## DATASET RECORDS:
::::
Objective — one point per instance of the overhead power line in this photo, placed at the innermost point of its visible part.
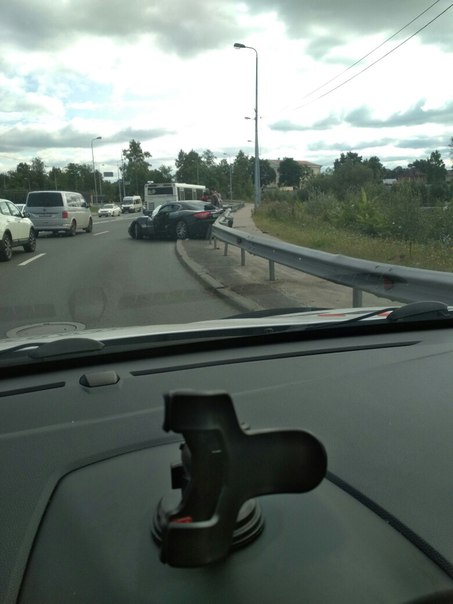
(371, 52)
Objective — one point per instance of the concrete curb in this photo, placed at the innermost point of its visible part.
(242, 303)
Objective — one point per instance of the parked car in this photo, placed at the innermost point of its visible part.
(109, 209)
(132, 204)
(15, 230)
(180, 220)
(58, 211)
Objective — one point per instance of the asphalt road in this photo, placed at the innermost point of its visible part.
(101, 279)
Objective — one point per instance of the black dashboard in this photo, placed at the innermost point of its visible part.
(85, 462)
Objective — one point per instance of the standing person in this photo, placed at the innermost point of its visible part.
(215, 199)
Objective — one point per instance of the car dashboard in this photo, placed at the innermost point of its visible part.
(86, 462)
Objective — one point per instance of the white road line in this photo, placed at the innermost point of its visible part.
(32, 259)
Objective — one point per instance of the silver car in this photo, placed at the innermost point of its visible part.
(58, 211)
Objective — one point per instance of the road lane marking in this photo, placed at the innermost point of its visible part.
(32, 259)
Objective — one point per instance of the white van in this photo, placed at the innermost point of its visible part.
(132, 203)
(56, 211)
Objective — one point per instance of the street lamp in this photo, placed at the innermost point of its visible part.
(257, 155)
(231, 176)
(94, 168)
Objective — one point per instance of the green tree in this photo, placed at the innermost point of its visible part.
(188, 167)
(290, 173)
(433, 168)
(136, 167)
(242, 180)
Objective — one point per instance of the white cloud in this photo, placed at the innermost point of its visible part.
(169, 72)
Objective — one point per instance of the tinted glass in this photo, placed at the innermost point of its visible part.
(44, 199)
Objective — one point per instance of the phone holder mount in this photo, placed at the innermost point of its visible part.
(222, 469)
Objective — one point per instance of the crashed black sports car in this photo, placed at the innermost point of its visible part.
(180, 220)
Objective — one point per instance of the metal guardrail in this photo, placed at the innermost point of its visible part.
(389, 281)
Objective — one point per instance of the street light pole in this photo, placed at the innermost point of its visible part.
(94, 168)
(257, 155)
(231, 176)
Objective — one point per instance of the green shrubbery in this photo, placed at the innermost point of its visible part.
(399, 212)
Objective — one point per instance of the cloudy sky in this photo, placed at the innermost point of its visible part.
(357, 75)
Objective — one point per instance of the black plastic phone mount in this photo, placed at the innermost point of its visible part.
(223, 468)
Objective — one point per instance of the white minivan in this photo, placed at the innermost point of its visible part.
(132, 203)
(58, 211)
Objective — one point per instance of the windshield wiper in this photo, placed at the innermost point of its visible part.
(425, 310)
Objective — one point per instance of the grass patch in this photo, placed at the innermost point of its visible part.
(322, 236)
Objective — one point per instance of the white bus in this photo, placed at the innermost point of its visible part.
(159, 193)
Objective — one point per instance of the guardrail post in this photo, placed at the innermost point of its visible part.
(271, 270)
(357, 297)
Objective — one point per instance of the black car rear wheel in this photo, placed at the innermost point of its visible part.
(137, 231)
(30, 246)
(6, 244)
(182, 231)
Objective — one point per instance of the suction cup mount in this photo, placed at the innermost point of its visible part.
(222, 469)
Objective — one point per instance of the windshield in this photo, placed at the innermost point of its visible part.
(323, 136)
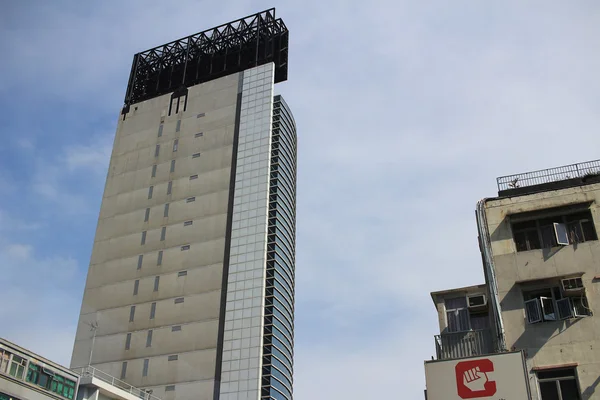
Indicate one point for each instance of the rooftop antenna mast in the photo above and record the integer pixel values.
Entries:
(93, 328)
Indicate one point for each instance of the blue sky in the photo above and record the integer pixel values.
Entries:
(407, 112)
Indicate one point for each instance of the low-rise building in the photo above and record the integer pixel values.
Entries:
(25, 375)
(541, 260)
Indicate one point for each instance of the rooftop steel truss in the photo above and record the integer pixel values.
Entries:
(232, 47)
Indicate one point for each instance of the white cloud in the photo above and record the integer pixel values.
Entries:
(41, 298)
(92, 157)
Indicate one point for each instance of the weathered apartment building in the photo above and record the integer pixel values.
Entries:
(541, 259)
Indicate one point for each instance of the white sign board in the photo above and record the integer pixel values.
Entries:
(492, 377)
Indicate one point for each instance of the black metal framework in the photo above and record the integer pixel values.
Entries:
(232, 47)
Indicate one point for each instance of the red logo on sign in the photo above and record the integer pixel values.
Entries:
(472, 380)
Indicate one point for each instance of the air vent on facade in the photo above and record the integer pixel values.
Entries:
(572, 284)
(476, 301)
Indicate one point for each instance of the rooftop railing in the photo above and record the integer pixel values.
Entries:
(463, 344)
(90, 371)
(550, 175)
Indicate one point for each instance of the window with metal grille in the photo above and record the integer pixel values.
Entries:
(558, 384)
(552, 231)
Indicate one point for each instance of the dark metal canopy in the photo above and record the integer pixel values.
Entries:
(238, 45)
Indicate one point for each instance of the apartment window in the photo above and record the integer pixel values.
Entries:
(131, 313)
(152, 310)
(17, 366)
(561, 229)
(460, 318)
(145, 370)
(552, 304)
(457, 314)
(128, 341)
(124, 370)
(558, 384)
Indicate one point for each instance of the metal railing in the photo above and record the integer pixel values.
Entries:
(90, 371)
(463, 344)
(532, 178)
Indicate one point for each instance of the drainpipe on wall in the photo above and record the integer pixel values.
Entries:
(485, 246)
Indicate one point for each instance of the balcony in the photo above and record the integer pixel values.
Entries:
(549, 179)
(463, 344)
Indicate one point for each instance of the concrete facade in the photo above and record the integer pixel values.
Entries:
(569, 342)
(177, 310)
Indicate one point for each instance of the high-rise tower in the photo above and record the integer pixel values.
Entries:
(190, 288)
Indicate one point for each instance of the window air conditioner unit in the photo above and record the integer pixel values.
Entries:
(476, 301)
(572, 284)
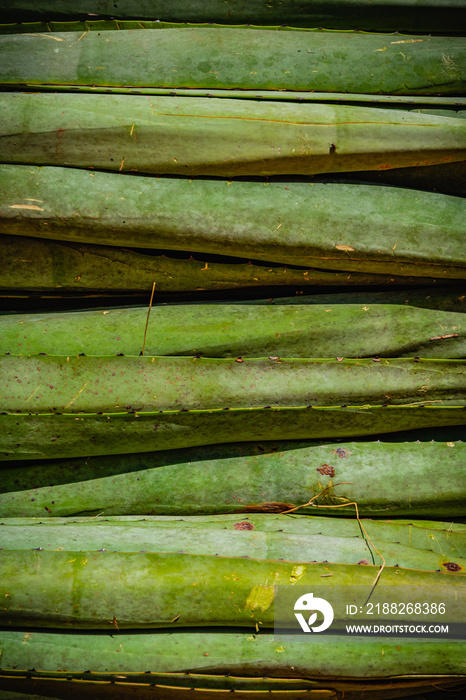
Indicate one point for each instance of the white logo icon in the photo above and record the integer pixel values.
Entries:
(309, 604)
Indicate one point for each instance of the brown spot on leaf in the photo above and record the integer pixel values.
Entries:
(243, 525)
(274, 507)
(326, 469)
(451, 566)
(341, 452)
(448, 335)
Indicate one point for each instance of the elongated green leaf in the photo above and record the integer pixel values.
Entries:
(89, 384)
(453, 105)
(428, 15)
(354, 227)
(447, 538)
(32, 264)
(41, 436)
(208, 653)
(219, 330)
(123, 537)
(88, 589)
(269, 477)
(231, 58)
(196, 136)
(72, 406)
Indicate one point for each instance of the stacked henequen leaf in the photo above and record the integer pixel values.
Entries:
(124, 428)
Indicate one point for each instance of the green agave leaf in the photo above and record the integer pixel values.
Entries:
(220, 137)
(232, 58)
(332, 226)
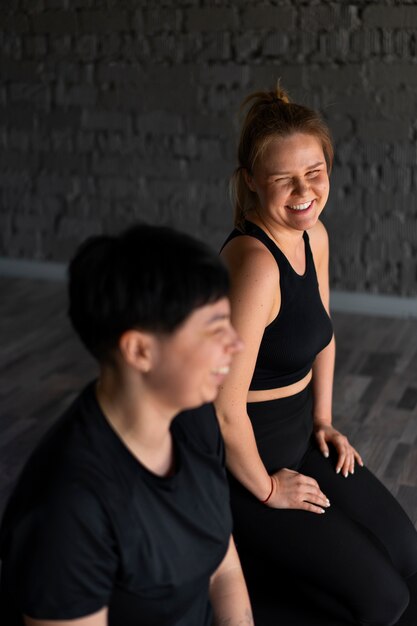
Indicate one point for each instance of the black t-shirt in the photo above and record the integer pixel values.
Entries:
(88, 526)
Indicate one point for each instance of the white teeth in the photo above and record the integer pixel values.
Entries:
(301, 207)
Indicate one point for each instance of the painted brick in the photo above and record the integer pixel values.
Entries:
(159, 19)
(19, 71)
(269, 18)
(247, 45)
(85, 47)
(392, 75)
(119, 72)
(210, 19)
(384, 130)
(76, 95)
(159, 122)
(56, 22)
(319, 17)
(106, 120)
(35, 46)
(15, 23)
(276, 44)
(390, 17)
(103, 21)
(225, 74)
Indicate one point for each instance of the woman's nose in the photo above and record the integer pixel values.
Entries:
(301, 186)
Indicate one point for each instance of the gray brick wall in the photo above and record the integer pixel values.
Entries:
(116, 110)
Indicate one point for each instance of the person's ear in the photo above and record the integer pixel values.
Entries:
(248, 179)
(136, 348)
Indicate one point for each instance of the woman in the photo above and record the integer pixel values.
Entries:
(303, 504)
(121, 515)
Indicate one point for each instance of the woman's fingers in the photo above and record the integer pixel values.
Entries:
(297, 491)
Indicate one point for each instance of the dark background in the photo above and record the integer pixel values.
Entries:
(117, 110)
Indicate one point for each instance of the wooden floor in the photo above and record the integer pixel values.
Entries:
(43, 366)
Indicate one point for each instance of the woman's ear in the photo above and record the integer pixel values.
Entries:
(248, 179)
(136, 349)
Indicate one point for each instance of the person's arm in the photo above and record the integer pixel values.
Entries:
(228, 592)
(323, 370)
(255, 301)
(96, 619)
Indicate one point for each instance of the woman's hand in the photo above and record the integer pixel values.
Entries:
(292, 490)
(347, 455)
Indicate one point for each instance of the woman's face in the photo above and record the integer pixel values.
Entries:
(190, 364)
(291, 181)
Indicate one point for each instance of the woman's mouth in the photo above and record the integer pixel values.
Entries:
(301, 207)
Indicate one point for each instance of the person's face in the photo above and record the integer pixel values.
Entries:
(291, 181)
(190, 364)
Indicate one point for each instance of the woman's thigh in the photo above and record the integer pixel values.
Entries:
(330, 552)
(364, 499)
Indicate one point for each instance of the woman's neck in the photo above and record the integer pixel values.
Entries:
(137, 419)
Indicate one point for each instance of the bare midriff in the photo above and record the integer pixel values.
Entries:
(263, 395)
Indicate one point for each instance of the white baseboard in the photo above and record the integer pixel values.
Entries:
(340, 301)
::::
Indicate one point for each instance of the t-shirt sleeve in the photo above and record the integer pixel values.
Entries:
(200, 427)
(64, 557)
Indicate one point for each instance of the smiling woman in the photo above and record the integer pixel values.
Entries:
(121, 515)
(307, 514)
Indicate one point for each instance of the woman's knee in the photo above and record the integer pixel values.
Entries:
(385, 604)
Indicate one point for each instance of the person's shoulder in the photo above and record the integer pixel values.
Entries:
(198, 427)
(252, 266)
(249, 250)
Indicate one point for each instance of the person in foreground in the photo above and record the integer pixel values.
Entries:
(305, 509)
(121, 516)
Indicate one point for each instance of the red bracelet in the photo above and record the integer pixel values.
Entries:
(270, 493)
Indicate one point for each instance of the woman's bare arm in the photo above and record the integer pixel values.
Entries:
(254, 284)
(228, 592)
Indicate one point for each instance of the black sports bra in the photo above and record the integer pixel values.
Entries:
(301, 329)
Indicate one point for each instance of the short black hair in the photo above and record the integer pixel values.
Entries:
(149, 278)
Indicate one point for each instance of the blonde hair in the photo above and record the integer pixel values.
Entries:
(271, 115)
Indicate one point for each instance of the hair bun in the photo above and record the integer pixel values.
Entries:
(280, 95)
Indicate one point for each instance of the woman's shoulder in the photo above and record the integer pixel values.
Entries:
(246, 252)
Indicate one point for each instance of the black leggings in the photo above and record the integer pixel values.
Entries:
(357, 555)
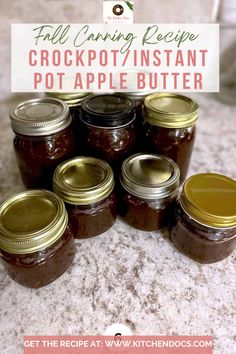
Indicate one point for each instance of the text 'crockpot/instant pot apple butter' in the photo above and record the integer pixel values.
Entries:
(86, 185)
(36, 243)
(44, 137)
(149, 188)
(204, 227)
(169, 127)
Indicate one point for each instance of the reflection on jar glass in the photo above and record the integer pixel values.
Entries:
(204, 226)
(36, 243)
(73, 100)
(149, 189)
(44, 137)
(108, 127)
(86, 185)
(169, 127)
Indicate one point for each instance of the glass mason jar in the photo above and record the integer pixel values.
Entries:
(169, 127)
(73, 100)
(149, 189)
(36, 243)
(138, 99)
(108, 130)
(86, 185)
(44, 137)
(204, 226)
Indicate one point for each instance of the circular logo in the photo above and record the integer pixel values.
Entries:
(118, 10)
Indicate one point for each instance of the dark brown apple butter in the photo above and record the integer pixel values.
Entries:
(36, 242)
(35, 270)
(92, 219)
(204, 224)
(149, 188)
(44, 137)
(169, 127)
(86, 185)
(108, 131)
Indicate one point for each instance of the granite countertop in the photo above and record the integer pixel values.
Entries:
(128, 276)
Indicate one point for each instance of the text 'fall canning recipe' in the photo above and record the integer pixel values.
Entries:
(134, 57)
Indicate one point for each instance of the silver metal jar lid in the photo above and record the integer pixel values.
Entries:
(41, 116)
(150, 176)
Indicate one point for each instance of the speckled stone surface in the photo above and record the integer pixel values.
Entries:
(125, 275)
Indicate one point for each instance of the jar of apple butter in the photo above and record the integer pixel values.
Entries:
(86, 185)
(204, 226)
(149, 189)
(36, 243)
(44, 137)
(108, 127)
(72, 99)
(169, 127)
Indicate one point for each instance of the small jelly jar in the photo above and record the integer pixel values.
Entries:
::::
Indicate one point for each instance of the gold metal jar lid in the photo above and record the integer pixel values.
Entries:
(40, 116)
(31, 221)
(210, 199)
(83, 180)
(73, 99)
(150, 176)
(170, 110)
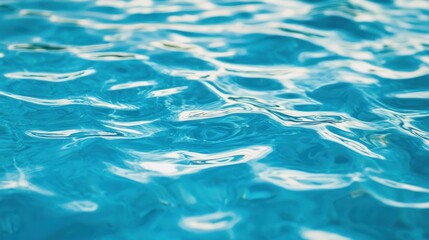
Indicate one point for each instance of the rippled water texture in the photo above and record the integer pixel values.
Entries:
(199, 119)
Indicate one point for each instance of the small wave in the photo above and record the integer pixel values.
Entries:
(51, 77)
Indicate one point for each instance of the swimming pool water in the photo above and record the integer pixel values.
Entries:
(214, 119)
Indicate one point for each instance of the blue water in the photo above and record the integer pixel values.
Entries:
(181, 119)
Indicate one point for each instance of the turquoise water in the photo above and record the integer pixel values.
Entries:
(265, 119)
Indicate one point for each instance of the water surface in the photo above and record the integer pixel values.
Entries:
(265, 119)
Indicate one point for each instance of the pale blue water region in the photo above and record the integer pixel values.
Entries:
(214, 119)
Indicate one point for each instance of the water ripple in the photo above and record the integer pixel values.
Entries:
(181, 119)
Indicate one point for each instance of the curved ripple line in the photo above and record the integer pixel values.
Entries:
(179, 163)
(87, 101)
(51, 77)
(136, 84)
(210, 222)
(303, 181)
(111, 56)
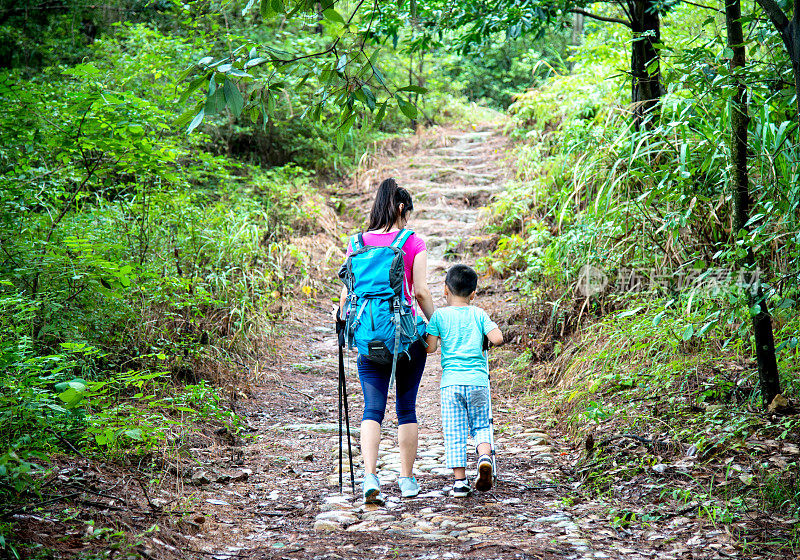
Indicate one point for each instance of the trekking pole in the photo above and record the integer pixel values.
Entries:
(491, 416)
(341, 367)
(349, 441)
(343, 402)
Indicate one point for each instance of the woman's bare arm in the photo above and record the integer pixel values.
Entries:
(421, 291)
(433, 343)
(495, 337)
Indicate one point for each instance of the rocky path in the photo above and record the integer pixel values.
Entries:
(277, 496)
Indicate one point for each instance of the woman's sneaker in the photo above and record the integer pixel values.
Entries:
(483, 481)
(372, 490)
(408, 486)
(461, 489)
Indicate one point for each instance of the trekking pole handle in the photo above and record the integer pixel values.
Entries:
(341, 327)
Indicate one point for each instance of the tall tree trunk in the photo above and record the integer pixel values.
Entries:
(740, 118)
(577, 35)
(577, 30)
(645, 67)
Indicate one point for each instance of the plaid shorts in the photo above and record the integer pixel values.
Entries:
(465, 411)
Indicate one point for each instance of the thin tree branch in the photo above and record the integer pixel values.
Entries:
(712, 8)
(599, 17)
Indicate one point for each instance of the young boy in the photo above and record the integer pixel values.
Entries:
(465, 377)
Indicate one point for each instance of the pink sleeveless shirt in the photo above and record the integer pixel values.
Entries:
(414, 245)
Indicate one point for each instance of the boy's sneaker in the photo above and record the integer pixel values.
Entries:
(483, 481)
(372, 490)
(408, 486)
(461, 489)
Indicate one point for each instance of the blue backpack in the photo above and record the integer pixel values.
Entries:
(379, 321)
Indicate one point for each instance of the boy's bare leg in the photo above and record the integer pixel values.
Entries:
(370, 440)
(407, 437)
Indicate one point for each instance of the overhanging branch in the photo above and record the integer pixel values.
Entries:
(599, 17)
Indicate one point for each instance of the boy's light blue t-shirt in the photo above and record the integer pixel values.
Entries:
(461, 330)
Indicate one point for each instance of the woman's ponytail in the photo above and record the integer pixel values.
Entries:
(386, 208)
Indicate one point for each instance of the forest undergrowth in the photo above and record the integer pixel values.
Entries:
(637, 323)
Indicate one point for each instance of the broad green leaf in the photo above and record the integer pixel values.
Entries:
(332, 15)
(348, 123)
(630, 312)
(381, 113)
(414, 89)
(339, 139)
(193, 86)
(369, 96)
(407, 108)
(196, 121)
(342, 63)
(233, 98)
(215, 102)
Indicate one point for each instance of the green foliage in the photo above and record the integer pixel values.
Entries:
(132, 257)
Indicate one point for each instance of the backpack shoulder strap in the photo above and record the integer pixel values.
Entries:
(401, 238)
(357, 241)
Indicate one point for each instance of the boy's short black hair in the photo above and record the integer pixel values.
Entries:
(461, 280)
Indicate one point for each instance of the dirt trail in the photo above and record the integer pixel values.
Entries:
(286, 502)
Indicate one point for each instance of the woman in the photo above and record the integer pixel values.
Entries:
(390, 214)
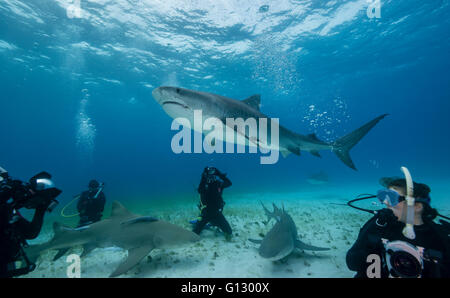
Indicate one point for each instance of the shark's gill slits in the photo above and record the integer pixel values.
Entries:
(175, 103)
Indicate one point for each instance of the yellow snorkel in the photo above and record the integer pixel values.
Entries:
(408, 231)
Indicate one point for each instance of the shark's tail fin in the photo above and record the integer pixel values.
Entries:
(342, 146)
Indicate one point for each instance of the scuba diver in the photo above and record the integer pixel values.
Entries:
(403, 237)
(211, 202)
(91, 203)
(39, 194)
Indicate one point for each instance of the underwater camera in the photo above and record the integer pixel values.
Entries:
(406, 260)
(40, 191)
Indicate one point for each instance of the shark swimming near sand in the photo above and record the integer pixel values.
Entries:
::::
## WHAT TO DO:
Say how many lines in the data hold the string "brown". No other content should accompany the number.

## REPLY:
2